- _Work item_
Would you print the material exactly, starting at its first line and ending at the line holding "5L7 103L579 60L645"?
● ● ● ● ●
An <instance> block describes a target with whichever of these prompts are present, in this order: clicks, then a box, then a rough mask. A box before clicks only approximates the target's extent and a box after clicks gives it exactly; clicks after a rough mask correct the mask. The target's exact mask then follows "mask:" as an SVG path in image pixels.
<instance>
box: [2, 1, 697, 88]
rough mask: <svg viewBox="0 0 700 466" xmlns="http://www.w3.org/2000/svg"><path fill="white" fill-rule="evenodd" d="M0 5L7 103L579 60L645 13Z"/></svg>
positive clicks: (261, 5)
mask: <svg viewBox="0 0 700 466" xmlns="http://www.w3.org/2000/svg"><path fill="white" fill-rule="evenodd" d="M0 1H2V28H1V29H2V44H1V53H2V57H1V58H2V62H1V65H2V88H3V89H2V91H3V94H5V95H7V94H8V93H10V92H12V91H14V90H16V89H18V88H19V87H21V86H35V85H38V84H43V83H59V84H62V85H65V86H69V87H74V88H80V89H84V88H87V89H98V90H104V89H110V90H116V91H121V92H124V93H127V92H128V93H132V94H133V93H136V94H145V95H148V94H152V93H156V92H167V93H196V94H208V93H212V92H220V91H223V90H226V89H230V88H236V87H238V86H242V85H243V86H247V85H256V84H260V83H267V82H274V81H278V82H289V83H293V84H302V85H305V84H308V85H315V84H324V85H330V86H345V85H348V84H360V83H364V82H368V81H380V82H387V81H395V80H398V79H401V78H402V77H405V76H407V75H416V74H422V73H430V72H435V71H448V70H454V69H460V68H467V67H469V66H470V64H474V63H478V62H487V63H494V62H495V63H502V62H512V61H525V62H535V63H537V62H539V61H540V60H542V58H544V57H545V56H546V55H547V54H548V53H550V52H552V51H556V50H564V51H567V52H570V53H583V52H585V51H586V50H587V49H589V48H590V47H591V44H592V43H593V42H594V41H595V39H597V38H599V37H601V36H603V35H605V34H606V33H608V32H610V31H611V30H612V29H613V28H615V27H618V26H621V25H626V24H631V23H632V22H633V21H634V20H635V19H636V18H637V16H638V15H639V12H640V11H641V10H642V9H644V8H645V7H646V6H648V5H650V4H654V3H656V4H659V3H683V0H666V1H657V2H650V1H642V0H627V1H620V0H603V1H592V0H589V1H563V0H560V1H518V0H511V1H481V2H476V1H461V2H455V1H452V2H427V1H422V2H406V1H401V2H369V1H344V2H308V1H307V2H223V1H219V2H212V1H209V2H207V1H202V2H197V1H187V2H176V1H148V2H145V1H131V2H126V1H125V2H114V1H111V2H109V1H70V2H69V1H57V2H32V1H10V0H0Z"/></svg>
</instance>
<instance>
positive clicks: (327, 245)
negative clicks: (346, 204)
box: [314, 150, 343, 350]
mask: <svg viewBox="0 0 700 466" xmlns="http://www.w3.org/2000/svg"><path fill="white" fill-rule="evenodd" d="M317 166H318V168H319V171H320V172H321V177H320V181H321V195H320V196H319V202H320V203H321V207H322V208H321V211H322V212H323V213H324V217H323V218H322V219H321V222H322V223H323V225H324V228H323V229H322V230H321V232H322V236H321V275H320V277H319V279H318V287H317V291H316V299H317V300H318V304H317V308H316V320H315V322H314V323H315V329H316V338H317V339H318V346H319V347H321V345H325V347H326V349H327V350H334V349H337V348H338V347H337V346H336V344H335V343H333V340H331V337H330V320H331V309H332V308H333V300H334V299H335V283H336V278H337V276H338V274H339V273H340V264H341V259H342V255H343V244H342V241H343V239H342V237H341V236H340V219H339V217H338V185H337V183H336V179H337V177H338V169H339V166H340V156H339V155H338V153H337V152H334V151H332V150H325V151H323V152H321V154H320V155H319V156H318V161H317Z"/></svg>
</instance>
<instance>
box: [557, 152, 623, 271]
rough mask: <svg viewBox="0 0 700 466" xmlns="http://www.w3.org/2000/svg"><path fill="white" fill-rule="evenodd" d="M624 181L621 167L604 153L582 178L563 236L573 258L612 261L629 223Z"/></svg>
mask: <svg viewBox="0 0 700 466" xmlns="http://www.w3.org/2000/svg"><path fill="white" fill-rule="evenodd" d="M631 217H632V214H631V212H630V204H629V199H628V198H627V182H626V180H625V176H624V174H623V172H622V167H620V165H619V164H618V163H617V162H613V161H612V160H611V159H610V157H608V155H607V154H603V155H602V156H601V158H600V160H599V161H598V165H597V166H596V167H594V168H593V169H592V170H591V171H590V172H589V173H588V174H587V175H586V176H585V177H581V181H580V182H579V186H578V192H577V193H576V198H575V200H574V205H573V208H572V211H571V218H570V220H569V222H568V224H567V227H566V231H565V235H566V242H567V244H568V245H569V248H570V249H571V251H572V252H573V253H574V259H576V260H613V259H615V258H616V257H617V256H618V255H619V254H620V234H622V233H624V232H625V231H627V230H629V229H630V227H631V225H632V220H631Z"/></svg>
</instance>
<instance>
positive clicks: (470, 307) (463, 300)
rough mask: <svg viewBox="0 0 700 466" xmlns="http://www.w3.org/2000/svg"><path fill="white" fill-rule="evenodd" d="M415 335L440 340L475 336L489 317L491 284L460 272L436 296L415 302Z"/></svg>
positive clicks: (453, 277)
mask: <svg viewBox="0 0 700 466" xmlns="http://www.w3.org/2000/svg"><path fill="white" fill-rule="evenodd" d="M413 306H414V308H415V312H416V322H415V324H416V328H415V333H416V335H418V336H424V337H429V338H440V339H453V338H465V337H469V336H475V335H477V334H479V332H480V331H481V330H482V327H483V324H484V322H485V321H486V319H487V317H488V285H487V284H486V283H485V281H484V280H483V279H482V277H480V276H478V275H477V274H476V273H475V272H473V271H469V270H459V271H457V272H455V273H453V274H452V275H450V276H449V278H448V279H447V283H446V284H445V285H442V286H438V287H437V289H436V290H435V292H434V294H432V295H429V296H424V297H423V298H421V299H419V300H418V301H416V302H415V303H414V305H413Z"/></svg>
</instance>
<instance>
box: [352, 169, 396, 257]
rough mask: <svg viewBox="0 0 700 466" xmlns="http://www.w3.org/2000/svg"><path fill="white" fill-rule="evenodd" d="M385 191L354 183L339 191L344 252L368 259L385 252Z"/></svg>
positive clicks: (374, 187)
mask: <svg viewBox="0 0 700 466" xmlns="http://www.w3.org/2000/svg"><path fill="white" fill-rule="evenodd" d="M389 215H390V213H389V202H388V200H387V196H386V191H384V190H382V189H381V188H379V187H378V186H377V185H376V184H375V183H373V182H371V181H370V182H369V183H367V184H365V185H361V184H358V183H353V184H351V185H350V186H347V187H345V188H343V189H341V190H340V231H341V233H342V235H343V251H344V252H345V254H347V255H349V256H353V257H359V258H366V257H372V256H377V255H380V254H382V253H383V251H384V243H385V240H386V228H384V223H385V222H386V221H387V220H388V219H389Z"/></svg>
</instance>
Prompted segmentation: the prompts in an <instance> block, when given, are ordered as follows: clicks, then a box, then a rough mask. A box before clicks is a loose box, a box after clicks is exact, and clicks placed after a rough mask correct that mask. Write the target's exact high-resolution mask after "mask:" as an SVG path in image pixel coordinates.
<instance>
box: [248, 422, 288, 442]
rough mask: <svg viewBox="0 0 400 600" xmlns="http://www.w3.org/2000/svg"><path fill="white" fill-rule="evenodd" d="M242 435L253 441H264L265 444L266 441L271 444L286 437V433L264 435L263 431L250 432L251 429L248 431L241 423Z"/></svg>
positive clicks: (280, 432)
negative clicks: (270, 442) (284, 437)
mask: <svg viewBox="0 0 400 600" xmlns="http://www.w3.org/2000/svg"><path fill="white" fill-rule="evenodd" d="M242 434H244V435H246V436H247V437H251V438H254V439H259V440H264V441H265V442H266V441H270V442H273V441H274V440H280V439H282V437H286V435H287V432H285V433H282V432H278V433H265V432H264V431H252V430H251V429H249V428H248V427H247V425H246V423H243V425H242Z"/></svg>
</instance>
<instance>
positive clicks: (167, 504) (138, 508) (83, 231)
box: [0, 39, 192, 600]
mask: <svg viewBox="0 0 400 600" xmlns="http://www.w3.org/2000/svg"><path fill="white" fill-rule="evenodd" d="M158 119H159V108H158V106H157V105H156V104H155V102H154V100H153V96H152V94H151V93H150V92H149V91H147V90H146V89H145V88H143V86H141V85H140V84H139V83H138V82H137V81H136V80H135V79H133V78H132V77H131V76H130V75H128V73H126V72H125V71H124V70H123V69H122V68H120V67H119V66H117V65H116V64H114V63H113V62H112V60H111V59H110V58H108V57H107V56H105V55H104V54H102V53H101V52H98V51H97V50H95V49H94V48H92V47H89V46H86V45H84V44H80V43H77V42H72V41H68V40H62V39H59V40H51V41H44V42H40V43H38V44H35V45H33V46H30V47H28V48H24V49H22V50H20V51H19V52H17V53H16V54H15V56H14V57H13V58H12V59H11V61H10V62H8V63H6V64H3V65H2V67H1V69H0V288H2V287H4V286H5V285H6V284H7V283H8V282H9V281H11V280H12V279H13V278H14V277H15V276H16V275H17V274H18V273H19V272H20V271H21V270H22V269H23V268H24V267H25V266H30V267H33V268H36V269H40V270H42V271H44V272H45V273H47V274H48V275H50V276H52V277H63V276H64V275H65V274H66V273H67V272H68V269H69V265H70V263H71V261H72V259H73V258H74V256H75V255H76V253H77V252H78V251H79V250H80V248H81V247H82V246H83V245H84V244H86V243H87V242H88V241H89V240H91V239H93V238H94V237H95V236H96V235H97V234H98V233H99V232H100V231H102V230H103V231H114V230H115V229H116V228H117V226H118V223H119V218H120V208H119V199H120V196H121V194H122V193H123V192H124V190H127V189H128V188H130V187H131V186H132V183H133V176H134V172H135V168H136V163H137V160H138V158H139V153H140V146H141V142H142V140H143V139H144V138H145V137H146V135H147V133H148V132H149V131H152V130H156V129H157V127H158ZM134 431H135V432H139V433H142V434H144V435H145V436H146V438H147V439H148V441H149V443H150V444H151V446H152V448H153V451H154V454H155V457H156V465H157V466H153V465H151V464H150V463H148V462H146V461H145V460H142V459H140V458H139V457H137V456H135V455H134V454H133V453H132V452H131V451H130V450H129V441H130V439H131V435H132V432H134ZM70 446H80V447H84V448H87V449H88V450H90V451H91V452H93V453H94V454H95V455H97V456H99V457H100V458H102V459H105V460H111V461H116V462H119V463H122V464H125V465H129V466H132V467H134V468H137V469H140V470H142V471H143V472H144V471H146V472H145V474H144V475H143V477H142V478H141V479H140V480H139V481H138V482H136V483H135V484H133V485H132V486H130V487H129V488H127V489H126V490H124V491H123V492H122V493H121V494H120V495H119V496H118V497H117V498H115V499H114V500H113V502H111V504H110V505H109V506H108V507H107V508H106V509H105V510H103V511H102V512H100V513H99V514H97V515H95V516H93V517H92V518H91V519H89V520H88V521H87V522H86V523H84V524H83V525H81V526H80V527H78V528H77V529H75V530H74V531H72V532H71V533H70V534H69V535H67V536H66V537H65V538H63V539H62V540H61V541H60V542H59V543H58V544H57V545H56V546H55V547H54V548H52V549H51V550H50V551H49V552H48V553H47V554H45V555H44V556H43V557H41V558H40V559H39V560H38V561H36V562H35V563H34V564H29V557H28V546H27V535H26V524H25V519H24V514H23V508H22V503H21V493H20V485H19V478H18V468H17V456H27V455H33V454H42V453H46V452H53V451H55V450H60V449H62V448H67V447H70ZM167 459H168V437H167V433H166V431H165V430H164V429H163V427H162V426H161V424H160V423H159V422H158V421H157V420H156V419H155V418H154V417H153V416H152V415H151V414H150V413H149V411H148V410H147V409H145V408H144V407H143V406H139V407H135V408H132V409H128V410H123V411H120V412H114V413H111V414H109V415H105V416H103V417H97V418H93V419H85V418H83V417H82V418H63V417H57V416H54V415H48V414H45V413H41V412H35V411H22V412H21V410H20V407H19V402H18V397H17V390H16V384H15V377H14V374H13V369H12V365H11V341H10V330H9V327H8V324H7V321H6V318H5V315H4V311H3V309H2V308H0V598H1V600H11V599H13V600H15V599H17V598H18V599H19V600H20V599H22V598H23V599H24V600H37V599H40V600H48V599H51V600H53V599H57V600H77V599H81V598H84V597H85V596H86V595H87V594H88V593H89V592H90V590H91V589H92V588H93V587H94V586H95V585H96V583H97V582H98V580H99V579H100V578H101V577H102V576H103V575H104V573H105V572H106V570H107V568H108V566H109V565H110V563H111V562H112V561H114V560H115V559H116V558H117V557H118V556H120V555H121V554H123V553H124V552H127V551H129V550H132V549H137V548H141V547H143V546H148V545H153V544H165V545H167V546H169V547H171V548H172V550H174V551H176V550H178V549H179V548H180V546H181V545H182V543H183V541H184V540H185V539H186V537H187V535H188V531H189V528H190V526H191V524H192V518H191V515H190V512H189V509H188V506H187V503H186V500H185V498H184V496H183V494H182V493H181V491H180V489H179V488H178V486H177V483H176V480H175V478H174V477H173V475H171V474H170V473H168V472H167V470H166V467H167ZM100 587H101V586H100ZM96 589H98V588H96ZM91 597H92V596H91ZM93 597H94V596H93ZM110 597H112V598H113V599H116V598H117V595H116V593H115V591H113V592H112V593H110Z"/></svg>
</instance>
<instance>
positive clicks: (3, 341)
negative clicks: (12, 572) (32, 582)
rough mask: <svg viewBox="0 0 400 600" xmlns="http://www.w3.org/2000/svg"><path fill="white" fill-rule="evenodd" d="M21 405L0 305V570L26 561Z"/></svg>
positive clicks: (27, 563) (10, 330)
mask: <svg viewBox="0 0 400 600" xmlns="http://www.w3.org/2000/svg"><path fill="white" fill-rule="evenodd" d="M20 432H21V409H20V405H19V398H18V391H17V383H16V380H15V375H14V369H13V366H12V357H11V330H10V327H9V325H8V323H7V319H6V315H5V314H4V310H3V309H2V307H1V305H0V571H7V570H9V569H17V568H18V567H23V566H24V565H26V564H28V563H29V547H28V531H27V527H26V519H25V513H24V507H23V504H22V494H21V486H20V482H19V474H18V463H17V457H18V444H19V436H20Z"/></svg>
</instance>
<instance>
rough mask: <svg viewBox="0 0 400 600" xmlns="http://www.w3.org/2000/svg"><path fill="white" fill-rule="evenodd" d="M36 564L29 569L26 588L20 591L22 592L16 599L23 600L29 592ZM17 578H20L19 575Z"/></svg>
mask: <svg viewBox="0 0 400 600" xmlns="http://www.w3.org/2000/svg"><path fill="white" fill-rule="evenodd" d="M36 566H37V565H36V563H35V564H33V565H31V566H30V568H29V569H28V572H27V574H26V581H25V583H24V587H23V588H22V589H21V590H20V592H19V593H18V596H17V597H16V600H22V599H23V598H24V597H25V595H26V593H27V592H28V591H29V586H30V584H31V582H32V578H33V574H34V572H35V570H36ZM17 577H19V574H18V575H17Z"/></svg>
● ● ● ● ●
- _Problem solution_
An <instance> block describes a target with whichever of these prompts are present, in this order: clicks, then a box, then a rough mask. A box before clicks only approximates the target's extent and a box after clicks gives it exactly; clicks after a rough mask correct the mask. The target's exact mask then follows "mask:" as an SVG path in image pixels.
<instance>
box: [2, 1, 697, 88]
rough mask: <svg viewBox="0 0 700 466" xmlns="http://www.w3.org/2000/svg"><path fill="white" fill-rule="evenodd" d="M0 5L7 103L579 60L645 13Z"/></svg>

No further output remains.